##### Texto citado #####

João Gomes Cravinho, Secretário de Estado da Cooperação Portuguesa, fala à Newsletter da Oikos sobre o Relatório da OCDE

Exame do Comité de Ajuda ao Desenvolvimento à Cooperação Portuguesa


Decorreu no passado dia 9 de Novembro de 2010 o mais recente “exame” do Comité de Ajuda ao Desenvolvimento (CAD) da OCDE à Cooperação Portuguesa, na sede da OCDE em Paris. Foi um dia dedicado à análise e troca de opiniões entre os pares sobre o relatório que foi elaborado pelo Secretariado da OCDE ao longo de oito meses de análise e de entrevistas realizadas em Lisboa e em Cabo Verde. Em poucas palavras, este exercício esboça a imagem de Portugal como país doador, através da análise e avaliação da sua forma de fazer cooperação, de acordo com os compromissos internacionais assumidos.

 

Para Portugal, o trabalho da OCDE, e em particular do CAD, através deste tipo de mecanismo de avaliação, tem sido muito importante no processo de partilha de conhecimento com os outros países e sobretudo de melhoria das nossas práticas e políticas de desenvolvimento. De facto, durante a última década, os anteriores exercícios como este tiveram uma influência marcante na elaboração das políticas nacionais de cooperação para o desenvolvimento e ajudaram-nos francamente a evoluir.

#####

Tarefas:
- a) Indique se cada afirmação está de acordo com o texto citado, respondendo sim ou não e citando as palavras exatas que o decidem: (i) O exame decorreu na sede da OCDE em Paris. (ii) O relatório foi elaborado ao longo de seis meses. (iii) As entrevistas foram feitas em Lisboa e em Cabo Verde.
- b) Reescreva o trecho do texto citado desde "Decorreu no passado" até "compromissos internacionais assumidos.", inclusive, e troque "oito meses" por "dez meses".
- c) Segundo o texto citado, em que dia decorreu o mais recente exame do CAD à Cooperação Portuguesa?
As linhas seguintes nada têm a ver com o texto citado.

##### Dados fornecidos #####

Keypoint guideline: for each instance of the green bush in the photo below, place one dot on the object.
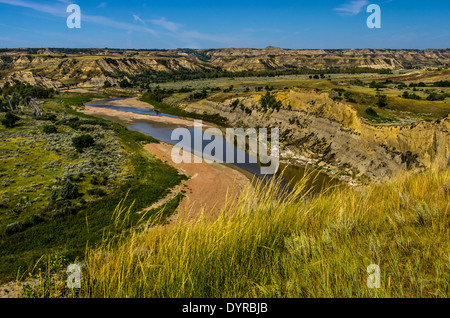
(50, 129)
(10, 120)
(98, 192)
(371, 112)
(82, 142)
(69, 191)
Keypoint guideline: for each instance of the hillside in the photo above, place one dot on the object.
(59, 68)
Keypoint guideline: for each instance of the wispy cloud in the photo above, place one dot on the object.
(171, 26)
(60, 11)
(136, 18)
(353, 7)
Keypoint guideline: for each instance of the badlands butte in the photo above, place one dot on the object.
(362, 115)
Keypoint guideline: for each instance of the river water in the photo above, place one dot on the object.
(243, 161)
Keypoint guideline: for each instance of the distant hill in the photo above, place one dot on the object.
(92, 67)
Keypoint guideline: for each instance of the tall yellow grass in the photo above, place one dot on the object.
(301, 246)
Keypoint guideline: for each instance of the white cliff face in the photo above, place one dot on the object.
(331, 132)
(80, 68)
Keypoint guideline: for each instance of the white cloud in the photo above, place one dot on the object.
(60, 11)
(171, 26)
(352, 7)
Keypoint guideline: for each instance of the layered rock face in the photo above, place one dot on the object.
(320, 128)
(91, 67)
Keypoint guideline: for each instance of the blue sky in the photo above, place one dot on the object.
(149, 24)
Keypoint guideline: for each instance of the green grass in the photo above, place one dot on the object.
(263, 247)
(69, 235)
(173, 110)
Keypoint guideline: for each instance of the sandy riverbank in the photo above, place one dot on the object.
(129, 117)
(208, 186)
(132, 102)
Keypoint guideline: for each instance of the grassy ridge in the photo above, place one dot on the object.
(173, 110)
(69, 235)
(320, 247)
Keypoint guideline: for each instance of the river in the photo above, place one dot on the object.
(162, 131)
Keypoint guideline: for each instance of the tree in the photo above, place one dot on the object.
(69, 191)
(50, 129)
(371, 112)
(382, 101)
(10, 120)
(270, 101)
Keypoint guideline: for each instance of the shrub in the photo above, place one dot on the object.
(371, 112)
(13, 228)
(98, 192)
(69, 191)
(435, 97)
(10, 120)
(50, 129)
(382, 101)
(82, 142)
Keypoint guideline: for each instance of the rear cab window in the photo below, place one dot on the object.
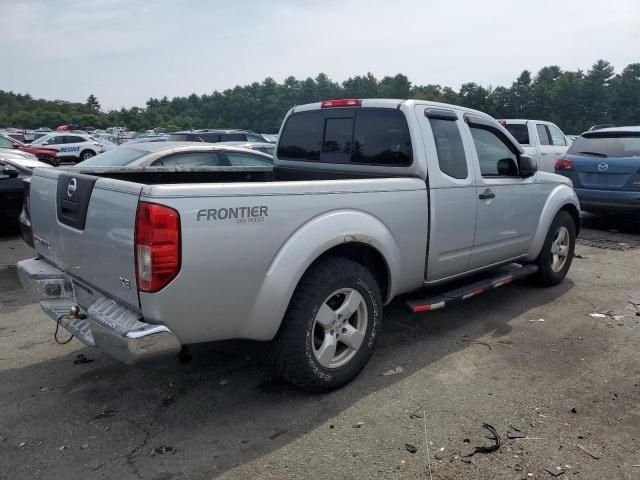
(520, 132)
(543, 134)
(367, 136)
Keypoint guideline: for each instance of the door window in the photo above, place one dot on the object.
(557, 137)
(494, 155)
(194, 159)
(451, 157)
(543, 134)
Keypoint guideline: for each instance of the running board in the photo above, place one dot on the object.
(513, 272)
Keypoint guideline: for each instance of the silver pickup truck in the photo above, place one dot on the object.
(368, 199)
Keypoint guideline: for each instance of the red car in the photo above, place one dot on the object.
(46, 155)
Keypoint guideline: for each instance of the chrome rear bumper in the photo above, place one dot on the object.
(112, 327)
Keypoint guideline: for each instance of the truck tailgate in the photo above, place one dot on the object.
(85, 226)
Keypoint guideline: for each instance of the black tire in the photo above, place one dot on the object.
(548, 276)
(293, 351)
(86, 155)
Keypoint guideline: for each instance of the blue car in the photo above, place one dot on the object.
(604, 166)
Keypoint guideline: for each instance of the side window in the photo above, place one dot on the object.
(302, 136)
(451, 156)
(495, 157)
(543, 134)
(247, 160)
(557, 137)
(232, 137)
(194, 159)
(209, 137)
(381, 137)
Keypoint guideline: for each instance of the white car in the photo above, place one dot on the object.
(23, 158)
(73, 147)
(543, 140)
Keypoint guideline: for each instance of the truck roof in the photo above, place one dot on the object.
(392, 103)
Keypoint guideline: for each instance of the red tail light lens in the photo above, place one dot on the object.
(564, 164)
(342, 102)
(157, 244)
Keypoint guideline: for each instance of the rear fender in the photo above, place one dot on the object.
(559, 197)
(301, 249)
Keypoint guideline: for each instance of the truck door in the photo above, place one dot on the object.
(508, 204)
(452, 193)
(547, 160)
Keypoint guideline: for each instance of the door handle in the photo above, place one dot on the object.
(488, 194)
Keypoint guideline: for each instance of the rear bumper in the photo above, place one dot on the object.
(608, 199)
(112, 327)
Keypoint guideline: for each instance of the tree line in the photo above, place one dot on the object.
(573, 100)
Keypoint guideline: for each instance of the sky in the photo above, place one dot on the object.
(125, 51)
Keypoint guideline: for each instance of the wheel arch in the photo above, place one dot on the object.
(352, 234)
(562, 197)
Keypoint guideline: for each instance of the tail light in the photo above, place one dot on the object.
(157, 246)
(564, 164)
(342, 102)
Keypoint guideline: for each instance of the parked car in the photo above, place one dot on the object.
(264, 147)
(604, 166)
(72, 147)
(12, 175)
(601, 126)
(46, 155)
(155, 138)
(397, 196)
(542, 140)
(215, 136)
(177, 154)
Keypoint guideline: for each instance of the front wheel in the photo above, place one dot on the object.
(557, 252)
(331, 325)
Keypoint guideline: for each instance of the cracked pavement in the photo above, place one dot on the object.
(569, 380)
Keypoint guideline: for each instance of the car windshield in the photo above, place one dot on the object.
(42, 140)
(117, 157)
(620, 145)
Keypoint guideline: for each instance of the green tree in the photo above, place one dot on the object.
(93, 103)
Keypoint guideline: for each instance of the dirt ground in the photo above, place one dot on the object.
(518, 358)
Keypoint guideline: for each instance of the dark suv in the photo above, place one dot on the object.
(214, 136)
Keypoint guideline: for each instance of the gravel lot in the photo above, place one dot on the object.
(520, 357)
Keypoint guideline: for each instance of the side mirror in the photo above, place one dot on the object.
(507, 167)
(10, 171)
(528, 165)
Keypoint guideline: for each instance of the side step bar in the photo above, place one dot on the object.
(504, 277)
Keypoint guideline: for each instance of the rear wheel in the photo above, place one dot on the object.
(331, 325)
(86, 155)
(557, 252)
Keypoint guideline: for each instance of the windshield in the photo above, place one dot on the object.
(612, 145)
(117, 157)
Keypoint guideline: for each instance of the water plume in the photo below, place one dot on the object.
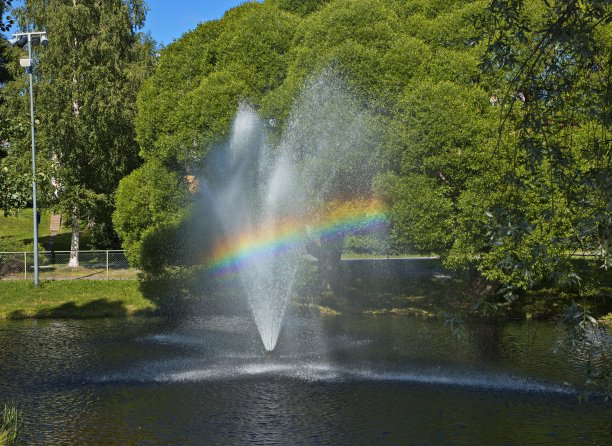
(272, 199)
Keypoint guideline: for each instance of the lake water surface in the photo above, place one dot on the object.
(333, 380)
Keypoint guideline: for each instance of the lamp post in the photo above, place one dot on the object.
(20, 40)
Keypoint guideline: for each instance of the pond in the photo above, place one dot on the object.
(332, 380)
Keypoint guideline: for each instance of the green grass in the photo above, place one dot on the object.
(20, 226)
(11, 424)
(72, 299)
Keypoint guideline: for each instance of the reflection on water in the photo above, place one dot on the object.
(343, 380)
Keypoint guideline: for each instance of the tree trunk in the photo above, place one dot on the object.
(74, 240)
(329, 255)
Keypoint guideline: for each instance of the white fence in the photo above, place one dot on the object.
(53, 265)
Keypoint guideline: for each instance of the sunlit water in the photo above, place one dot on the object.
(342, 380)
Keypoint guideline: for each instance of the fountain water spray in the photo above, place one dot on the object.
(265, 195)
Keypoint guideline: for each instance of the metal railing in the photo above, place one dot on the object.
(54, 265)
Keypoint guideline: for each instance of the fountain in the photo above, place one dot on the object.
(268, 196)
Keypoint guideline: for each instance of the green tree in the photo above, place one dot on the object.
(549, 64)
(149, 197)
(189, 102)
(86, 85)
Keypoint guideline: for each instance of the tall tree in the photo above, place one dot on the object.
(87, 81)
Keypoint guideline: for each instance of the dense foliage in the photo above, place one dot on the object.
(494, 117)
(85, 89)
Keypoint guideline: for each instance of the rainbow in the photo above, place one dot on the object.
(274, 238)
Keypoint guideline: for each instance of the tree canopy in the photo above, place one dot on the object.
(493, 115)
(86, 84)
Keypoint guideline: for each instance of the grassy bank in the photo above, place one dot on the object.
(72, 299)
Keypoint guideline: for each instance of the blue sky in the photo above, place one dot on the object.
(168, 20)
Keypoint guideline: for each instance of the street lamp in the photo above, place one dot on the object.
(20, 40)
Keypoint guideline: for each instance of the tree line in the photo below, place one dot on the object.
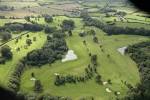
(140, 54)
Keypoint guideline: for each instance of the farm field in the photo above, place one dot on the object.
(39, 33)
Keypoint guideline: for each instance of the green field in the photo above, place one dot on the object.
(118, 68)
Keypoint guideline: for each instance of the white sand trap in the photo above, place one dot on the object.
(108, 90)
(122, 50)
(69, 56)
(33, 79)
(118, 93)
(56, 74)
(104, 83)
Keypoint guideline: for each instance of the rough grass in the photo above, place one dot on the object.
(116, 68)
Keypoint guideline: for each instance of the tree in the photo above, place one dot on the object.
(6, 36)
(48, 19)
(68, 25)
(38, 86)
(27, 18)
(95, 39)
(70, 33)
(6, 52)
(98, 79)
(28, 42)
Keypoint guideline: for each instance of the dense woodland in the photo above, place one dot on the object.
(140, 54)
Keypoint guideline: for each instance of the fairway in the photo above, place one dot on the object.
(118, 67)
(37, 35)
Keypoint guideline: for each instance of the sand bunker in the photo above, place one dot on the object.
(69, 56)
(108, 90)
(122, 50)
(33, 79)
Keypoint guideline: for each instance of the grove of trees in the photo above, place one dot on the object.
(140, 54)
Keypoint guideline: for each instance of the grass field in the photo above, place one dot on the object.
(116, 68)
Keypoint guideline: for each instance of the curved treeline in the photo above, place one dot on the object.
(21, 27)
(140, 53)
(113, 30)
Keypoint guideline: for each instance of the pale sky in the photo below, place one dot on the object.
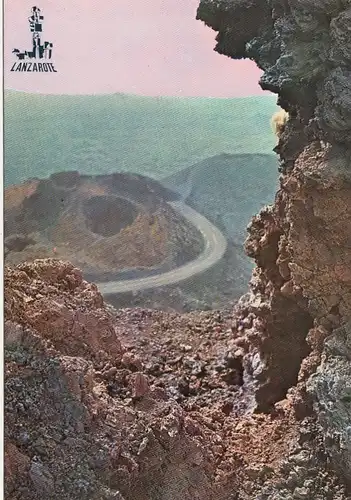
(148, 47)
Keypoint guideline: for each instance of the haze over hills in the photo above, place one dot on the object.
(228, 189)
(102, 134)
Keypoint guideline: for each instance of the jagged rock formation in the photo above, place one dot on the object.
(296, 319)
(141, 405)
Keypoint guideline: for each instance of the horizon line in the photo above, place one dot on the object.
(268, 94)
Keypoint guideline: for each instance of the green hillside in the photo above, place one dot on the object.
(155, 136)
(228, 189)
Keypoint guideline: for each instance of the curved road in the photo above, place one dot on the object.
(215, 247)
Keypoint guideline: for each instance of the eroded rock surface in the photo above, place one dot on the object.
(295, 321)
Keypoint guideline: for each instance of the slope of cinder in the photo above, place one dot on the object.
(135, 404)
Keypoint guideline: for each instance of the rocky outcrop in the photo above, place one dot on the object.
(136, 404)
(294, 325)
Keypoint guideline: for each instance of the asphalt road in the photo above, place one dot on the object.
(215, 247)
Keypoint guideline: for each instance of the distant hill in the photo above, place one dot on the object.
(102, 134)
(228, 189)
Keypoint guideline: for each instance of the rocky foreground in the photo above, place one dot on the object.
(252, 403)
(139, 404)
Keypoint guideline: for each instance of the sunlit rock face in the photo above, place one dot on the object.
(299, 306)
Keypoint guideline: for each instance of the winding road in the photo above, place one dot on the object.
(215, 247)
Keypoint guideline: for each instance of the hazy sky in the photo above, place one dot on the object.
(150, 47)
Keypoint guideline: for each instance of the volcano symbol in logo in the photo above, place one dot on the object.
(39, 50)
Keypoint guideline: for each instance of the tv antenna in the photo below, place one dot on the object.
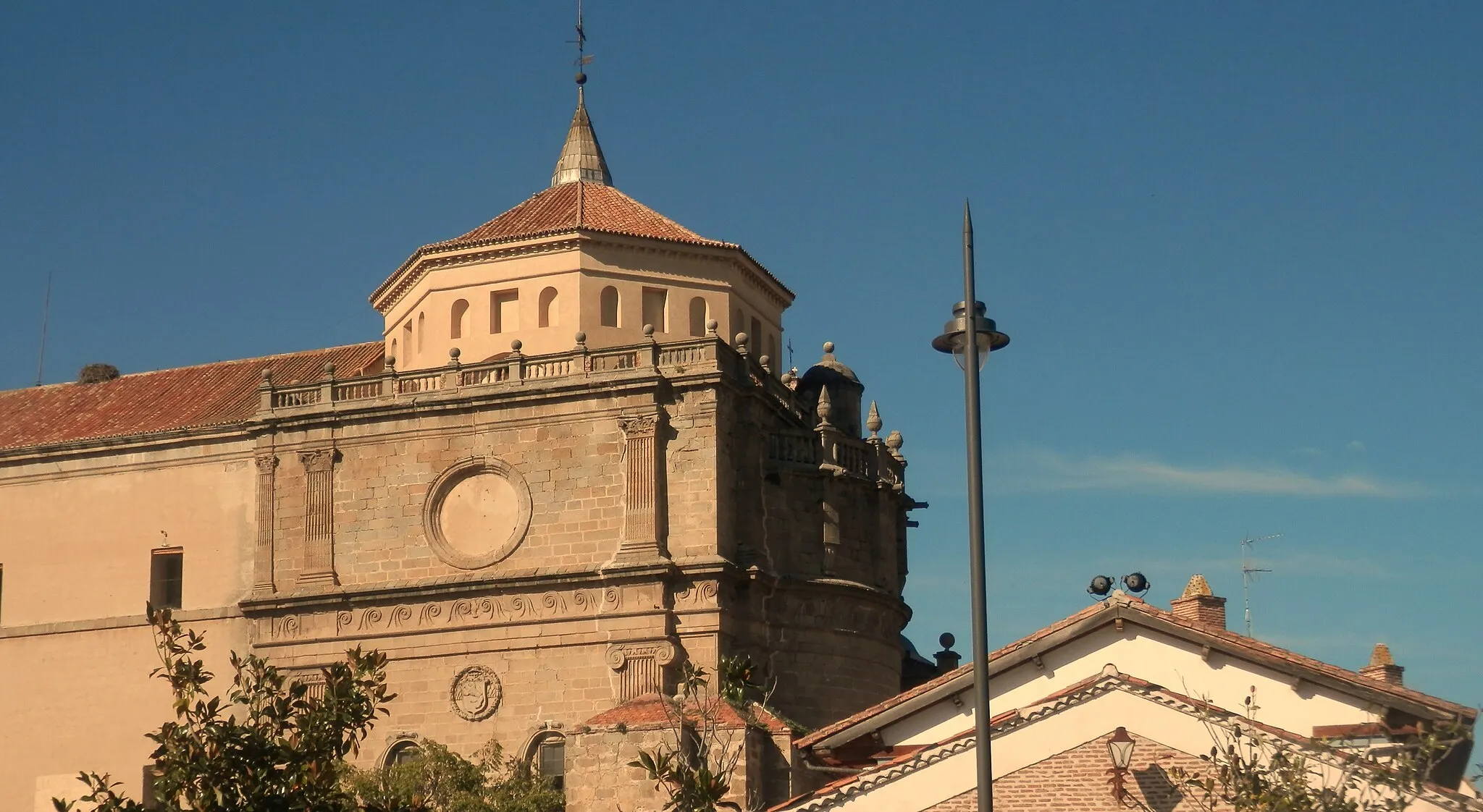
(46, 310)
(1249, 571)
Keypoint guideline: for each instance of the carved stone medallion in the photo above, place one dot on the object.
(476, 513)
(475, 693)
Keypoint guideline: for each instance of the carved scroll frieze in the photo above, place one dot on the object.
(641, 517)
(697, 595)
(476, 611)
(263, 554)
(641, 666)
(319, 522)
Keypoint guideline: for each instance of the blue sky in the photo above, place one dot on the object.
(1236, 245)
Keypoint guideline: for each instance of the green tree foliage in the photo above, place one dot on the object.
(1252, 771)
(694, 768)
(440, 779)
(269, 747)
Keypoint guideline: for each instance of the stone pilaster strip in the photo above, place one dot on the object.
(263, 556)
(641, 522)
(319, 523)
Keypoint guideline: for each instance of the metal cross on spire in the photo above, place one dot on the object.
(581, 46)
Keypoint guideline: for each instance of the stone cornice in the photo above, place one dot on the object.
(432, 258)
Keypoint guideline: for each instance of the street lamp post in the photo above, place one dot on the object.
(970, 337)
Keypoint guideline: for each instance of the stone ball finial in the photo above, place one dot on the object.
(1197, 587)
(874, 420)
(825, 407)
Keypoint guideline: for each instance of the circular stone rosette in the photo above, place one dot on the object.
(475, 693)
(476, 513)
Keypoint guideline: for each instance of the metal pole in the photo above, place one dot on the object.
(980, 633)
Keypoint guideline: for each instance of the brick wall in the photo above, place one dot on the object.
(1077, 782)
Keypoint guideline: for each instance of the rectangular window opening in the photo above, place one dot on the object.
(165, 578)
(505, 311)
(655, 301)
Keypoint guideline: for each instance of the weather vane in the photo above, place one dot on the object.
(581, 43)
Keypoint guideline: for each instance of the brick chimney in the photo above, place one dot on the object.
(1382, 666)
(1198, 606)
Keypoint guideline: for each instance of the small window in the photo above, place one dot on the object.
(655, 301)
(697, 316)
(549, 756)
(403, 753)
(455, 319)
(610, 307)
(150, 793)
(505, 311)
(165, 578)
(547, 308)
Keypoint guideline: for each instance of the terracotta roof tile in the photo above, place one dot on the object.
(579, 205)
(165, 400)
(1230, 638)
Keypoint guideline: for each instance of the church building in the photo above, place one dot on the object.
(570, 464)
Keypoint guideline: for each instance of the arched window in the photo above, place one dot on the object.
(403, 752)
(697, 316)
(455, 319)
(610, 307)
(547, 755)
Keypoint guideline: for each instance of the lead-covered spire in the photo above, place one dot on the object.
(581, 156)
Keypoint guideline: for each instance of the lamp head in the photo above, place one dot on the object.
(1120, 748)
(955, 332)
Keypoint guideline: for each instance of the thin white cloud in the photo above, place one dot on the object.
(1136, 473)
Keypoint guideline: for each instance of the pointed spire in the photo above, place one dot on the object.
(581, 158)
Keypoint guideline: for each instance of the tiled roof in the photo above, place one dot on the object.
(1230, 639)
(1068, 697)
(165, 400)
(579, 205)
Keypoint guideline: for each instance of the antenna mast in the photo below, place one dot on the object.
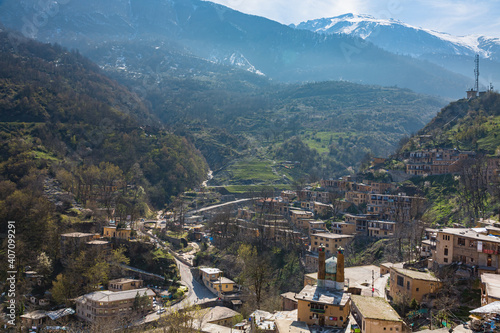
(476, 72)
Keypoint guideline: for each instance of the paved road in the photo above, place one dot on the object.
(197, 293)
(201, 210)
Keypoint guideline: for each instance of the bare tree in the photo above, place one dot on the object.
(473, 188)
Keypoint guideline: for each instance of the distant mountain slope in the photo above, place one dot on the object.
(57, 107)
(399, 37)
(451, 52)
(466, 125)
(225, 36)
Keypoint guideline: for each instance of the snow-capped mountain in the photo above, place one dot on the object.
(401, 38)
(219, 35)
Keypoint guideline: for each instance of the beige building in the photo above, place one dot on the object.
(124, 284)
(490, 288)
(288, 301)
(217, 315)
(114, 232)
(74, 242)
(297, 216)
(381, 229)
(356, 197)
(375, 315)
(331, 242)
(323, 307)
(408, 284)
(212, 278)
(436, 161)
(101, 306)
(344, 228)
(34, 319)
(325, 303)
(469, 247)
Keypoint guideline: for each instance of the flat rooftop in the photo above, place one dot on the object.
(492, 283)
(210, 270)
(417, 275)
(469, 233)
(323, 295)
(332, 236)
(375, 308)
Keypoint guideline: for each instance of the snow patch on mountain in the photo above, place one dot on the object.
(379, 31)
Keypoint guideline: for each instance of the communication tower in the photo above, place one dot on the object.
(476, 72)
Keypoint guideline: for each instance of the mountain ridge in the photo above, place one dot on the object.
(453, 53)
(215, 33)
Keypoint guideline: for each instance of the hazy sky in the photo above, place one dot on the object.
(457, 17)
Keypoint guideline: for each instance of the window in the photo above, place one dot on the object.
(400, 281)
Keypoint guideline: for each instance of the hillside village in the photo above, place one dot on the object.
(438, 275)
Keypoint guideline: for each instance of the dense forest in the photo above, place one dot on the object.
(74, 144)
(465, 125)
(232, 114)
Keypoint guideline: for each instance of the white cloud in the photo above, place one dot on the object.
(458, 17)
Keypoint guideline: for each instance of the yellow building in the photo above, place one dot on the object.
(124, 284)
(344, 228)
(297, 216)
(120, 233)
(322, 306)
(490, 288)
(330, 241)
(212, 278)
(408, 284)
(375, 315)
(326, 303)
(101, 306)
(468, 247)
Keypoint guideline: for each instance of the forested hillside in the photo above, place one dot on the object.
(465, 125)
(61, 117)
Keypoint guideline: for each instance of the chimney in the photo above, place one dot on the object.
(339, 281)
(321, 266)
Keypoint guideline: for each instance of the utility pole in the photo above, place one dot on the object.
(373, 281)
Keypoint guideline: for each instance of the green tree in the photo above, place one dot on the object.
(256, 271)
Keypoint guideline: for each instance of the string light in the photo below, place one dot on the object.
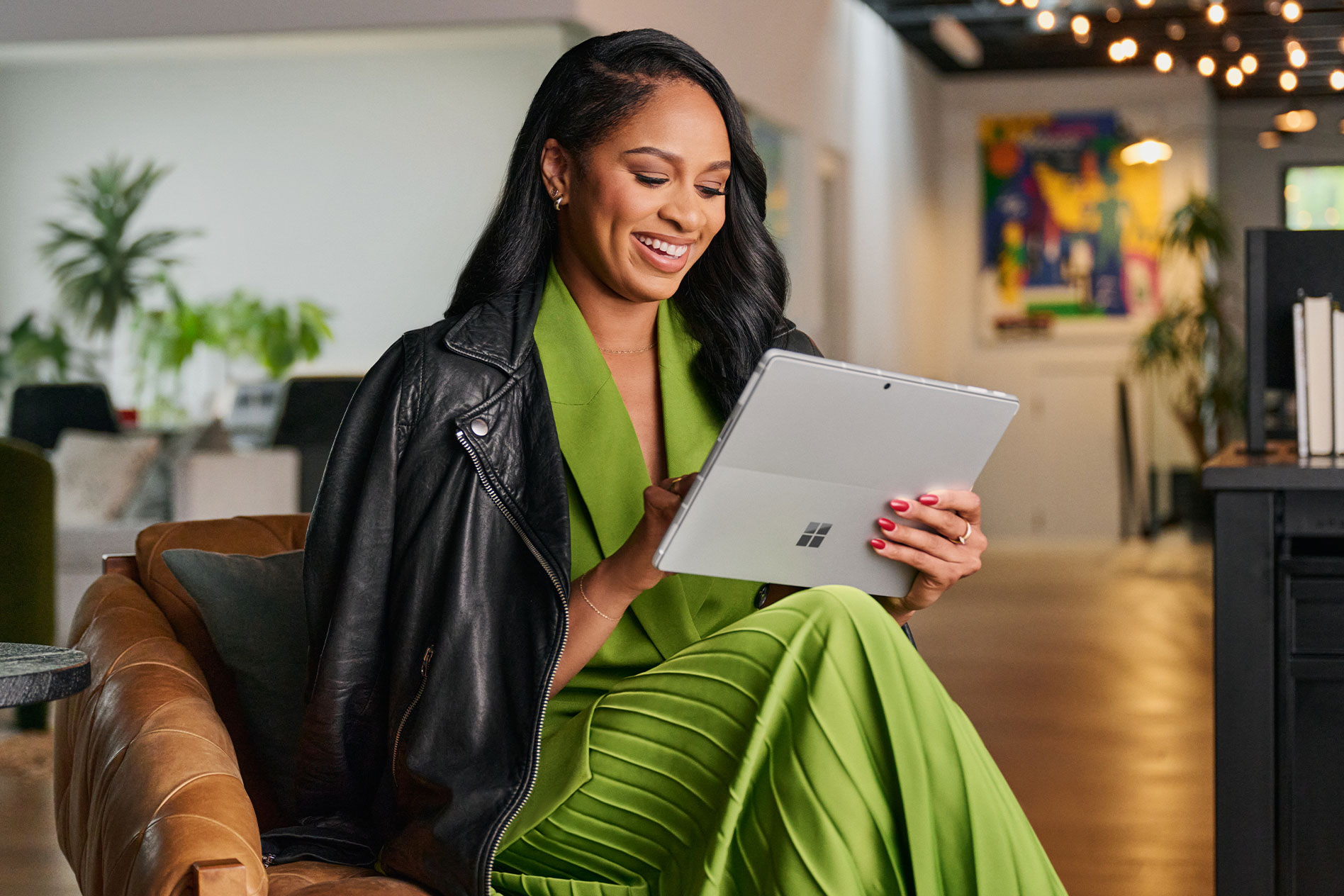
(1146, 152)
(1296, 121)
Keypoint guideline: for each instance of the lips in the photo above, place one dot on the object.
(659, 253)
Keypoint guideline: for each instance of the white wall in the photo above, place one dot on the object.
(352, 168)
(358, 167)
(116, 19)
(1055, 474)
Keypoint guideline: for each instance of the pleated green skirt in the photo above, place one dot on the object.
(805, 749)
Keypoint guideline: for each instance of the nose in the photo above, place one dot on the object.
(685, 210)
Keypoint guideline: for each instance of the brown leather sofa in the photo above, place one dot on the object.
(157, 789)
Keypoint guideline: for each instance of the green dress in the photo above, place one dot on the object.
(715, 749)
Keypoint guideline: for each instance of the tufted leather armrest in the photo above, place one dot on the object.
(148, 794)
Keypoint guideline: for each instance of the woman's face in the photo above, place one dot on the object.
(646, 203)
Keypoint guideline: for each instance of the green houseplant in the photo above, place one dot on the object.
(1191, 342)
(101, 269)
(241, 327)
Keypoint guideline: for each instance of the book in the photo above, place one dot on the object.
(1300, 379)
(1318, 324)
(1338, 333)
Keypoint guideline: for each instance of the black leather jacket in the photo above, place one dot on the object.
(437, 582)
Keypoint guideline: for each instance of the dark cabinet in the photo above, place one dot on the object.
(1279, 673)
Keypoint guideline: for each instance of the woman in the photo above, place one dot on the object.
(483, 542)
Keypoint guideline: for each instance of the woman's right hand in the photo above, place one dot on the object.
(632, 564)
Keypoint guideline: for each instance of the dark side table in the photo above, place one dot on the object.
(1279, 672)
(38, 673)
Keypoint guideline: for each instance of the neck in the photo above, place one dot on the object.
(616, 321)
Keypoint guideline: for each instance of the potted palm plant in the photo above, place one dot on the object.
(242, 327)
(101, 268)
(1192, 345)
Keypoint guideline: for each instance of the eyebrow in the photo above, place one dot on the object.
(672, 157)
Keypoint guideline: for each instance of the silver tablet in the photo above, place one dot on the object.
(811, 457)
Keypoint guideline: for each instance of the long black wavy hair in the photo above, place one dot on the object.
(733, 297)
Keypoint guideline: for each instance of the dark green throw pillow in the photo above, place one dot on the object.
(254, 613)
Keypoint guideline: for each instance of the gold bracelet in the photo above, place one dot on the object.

#####

Soluções:
- a) (i) Sim: "na sede da OCDE em Paris". (ii) Não: "ao longo de oito meses de análise". (iii) Sim: "entrevistas realizadas em Lisboa e em Cabo Verde".

- b)
Decorreu no passado dia 9 de Novembro de 2010 o mais recente “exame” do Comité de Ajuda ao Desenvolvimento (CAD) da OCDE à Cooperação Portuguesa, na sede da OCDE em Paris. Foi um dia dedicado à análise e troca de opiniões entre os pares sobre o relatório que foi elaborado pelo Secretariado da OCDE ao longo de dez meses de análise e de entrevistas realizadas em Lisboa e em Cabo Verde. Em poucas palavras, este exercício esboça a imagem de Portugal como país doador, através da análise e avaliação da sua forma de fazer cooperação, de acordo com os compromissos internacionais assumidos.

- c) No dia 9 de Novembro de 2010.